start ARTICLE

Much of Campbell’s profile stems from the Players Ball. By making it an awards ceremony—with trophies like Mack of the Year, and Cross-Country Pimp of the Year (ie. trafficking girls across state lines)—he established Church as a kind of Pimp Vatican, similarly led by an old robed man with a big ring. And since he’s the sole judge of the contest, not to mention the birthday boy, he receives a steady stream of ‘blessings’ each year. Pimps love to lord it over their “bitches”, but when it comes to the Bishop they’ll stand in line to hand him an envelope of cash, like… well, like bitches.
“We Going Worldwide With This Pimp Shit.”
The South Side of Chicago is the roughest neighborhood I’ve ever been to. Worse than Brixton in the 80s, Bethnal Green, the Bronx, Compton, Crenshaw and Nickerson Gardens in Watts. I even felt safer in the favelas of Rio. There was something about the street Pimp Chicago lived on. The crumbling brownstones with broken windows. Huddles of men on the corners, bundled up against the cold. Silhouettes on a distant sofa in an empty lot like The Wire. I just knew that if I and the photographer, Chris, had to walk down that street alone even in broad daylight, we’d be broke and barefoot by the end of it.

end ARTICLE

» PROBLEMS AND TASKS
A - According to the article about the Players Ball, which trophy stands for trafficking girls across state lines?
B - Pick up the article about the Players Ball and Chicago's South Side after its final sentence and keep writing it.

start LISTED RECORDS

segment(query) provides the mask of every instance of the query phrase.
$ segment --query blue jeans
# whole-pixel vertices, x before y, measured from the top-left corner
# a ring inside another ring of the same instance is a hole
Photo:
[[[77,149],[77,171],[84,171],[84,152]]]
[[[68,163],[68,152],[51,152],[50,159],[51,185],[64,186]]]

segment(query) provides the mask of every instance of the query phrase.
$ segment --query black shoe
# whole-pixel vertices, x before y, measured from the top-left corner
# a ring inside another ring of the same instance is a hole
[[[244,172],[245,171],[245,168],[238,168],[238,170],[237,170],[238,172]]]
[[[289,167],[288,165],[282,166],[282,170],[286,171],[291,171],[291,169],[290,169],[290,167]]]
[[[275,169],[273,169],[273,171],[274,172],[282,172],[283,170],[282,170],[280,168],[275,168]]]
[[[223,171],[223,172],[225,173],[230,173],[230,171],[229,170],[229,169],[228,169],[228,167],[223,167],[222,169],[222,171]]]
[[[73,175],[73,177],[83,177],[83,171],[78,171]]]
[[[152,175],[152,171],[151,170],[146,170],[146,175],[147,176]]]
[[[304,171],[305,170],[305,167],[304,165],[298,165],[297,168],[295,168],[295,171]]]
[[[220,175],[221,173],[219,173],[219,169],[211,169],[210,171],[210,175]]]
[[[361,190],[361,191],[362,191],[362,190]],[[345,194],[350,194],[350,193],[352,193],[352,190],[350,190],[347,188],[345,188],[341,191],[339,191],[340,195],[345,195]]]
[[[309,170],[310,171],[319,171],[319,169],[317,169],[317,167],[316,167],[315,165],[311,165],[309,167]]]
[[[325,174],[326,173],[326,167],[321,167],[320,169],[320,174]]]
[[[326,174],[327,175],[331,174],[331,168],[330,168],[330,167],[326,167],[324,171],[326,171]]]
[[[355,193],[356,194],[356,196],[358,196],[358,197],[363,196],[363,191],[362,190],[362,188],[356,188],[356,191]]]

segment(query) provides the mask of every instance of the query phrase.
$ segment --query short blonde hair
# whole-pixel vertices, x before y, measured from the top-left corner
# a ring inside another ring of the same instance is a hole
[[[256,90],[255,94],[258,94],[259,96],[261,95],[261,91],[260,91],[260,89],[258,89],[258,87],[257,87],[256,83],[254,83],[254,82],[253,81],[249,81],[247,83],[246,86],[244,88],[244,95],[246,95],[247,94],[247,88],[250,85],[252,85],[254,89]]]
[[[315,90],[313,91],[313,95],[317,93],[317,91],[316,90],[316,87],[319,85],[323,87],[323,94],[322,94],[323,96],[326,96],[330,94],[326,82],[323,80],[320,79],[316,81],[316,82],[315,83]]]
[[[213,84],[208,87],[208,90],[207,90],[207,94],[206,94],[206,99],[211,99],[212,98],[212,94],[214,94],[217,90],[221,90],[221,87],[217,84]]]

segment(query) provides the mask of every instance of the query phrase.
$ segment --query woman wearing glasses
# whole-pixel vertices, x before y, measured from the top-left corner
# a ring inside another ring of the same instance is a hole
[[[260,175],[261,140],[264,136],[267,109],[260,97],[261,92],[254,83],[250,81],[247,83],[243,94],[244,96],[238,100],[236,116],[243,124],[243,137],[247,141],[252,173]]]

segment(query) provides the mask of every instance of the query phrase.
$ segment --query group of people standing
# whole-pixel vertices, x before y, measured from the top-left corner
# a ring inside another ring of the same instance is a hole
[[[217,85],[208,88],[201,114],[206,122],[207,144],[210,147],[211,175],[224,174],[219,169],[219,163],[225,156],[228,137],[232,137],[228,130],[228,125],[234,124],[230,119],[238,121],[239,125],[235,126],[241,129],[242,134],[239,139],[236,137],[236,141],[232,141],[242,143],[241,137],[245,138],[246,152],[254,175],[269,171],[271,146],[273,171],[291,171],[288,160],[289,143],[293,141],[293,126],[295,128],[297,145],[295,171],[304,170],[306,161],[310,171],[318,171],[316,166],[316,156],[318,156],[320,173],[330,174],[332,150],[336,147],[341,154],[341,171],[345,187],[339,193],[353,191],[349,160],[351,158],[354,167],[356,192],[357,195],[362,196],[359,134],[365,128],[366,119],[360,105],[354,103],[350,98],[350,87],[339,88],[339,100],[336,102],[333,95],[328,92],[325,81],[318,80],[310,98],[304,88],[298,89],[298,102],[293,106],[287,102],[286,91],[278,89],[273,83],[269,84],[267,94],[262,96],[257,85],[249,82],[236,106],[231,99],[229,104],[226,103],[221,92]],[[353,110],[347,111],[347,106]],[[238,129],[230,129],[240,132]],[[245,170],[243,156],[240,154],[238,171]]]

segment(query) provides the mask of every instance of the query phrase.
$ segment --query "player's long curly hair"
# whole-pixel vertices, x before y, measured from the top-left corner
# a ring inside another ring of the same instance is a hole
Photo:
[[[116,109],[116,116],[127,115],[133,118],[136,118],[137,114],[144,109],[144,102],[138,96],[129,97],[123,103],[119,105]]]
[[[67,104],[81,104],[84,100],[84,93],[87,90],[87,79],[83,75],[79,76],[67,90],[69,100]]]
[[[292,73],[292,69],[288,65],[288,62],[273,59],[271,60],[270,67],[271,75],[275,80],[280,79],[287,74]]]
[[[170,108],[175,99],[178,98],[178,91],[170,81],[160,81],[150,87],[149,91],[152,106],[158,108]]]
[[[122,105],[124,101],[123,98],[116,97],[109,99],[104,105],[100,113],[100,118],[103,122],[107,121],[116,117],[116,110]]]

end LISTED RECORDS

» OUTPUTS FOR THE TASKS
A - Cross-Country Pimp of the Year.

B -
Pimp Chicago invited us over for Thanksgiving, a few days before the Ball. Nice of him, I thought. And one of those reporting win-wins. We got great material and Ronnie, as he’s known at home, got to brag, which is his favorite thing to do. He bragged to us, about how large he was living, and to his friends and family, he bragged about us. Every call included some version of “I got media here from London England, we going worldwide with this pimp shit… ” We arrived in the morning, and it was already a full house. Everyone squeezed into his cramped three-bedroom on the 2nd floor. I met his mom, a house cleaner who was “proud of little Ronnie, whatever he does.” And his sister, a prim young legal clerk, of all things, who told me that “Ronnie has to respect women, they put food on his table don’t they?” Some local hustlers passed through with their fake furs and watches, preening and effeminate. And Whitefolks dropped by too, as if from another movie. A pink, fortysomething beergut, he looked like a roadie fallen on hard times. “Imma retire from pimping, so I can move into entertainment like Eminem,” he said. “And my story’s better than his. Eminem’s trouble is, he can’t express himself.”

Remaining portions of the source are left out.